# Exercise objective:
Write out all of the records exactly once more and skip the images.
——
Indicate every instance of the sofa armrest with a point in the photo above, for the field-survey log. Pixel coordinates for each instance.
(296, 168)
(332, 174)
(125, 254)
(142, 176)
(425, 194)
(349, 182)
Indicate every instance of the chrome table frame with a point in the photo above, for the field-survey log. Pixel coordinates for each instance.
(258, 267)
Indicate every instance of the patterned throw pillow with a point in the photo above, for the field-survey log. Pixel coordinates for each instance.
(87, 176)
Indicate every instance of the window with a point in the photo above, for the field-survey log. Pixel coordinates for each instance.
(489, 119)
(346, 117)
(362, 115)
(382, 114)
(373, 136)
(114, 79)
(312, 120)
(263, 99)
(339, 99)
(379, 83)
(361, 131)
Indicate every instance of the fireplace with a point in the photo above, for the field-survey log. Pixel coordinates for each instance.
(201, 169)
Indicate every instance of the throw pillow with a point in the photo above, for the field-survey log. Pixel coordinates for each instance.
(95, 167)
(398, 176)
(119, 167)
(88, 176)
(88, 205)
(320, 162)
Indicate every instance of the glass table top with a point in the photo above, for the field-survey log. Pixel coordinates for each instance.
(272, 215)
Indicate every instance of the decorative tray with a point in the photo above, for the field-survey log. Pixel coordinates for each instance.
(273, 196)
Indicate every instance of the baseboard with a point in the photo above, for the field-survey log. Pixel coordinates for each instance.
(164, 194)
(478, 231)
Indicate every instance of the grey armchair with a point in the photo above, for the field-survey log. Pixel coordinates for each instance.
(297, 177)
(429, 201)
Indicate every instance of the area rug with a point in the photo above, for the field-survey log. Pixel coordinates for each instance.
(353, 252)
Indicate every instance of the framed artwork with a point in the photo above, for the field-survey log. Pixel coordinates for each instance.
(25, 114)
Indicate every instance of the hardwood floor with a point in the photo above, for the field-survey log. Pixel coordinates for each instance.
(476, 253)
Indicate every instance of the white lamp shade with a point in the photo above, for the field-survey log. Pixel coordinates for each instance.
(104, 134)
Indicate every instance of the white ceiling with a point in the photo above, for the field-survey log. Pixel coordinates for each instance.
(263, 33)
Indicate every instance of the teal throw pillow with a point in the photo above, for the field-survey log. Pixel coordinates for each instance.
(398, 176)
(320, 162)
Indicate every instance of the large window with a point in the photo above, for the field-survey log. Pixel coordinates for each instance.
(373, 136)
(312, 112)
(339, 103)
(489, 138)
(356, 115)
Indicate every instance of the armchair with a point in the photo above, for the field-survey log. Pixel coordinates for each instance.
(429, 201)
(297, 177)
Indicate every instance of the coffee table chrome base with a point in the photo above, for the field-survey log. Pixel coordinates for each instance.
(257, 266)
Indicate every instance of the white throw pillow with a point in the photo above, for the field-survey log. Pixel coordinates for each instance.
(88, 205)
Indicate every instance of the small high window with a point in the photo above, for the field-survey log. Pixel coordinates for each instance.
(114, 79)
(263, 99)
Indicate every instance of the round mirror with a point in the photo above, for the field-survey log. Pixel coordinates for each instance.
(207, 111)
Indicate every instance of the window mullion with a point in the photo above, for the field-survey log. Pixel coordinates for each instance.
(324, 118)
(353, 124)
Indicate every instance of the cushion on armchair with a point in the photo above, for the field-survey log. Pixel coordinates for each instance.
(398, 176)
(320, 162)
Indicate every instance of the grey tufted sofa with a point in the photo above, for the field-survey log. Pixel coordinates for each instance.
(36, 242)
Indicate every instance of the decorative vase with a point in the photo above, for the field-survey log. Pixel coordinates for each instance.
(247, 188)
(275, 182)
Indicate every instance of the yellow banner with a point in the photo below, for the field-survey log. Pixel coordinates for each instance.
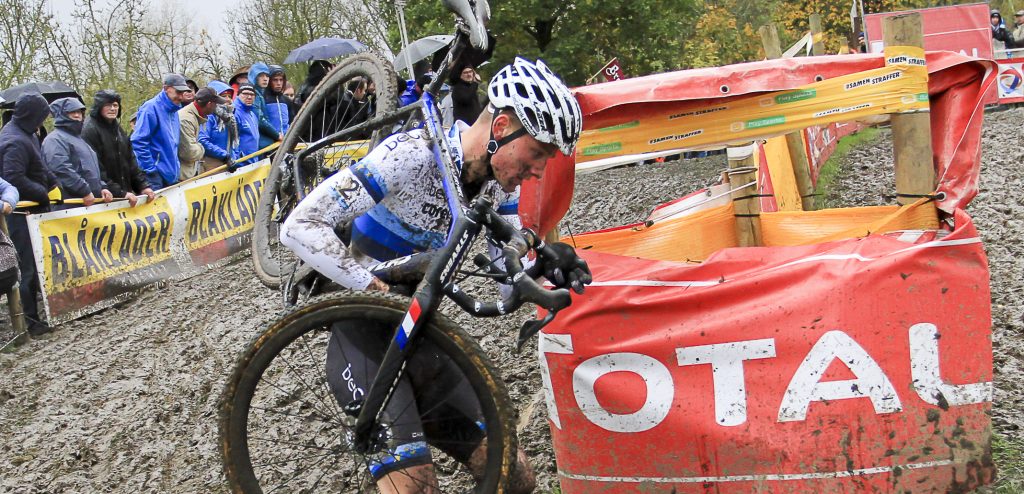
——
# Written solution:
Indicate every instance of the sofa armrest with a point in the photo above, for the field-survey log. Pixel coordinates for each instance.
(296, 168)
(332, 174)
(125, 254)
(142, 176)
(425, 194)
(349, 182)
Indicate every instance of the chrome table frame with a point in the photo above, for the field-survey log. Pixel coordinates for each instance.
(258, 267)
Indicate every instance of the patterned throw pillow with a point in the photo above, for the field-survey log. Pixel coordinates for each instance.
(87, 176)
Indicate every instance of the window with a point in the photo above, for the field-survey log. Pixel coordinates for each instance.
(489, 119)
(346, 117)
(362, 115)
(382, 114)
(373, 136)
(114, 79)
(312, 120)
(263, 99)
(339, 99)
(379, 83)
(361, 131)
Indicate every instance of the fireplace with a point in the photo above, for the field-survey log. Pixel coordinates for each instance.
(201, 169)
Indicate every instance of the throw pillow with a point in the photo above, for the field-survey log. Pixel coordinates for each instance.
(95, 167)
(398, 176)
(119, 167)
(88, 176)
(88, 205)
(320, 162)
Indicate every instance of the glass table top with a point in the photo above, for the field-survey log. Pixel coordinates for each instance.
(272, 215)
Indicate every instance of the decorative tray with a point in the photo above, for the field-survey log. Pixel coordinates for each instance.
(273, 196)
Indicate every instance of the baseboard with a point in the photo above, for the field-survey log. Pixel coordinates for each instance.
(164, 194)
(478, 231)
Indicate every instance of the grey armchair with a point in the photo above, for the field-survey log. Pixel coordinates for each instance.
(297, 177)
(429, 201)
Indicate every instance of the area rug with a point in the photo above, for the field-survey log. Pixel coordinates for each instance.
(353, 252)
Indicate every instance of the framed artwork with a point in the photo above, for the field-survey log. Pixel coordinates for each instance.
(25, 114)
Indicate every instance of the hardwood floor with a point in the photo above, for the field-survey log. Pixel coordinates for each instance.
(476, 253)
Indicate every instance of the white lamp shade with a point in the photo above, for the field-survey log. Pixel coordinates for each instance.
(104, 134)
Indicate every instance of the white ceiling with a point in the photo above, for the field-survey log. Pixel coordinates for each instance.
(263, 33)
Indicate every instance of the teal throw pillow with a point in the photo above, for the field-survey log. Pixel coordinates for each instance.
(398, 176)
(320, 162)
Indicate every instance of the large window with a point in the photo above, for the field-survey log. Pixel coordinates for each instance.
(373, 136)
(312, 112)
(339, 103)
(489, 138)
(356, 115)
Indicate every instance of the armchair with a point in the photo above, for the field-survey log. Pixel coordinates for each instance.
(429, 201)
(297, 177)
Indicate every instance of the coffee table chrome base with a point in the photo above, for the field-survey log. Pixel coordinates for each instance.
(257, 266)
Indicate every instance of the white throw pillow with a point in the photo above, for the field-survey log. Pixel coordinates for each instance.
(88, 205)
Indicate every instance of the small high window with a point in the photo above, for the field-survey log. Pixel coordinates for each instance.
(114, 79)
(263, 99)
Indicate every instance of the round mirror with a point in the photo above, for the field-survey log. Pixel coordinates for each instance.
(207, 111)
Indicate every instance of the window mullion with a point in the photo above, for the field-survey log. Pixel coordinates for each instance.
(324, 118)
(353, 124)
Indicate every instance of the cushion on armchair with a point in the photo above, for the field-survey log. Pixel coordinates for each instance.
(398, 176)
(320, 162)
Indicate every instance of the grey tufted sofa with a point in the photo above, for the field-survey log. Pixel coordinates for each instance.
(36, 242)
Indicate every instance of the decorative vase with a point in the photo above, for the field-survey log. Pixel coordinates for each instance.
(247, 188)
(275, 182)
Indicate every instance of the yellow banner with a point in the photo below, for the field-survey log. Pixel coordinates for each instance.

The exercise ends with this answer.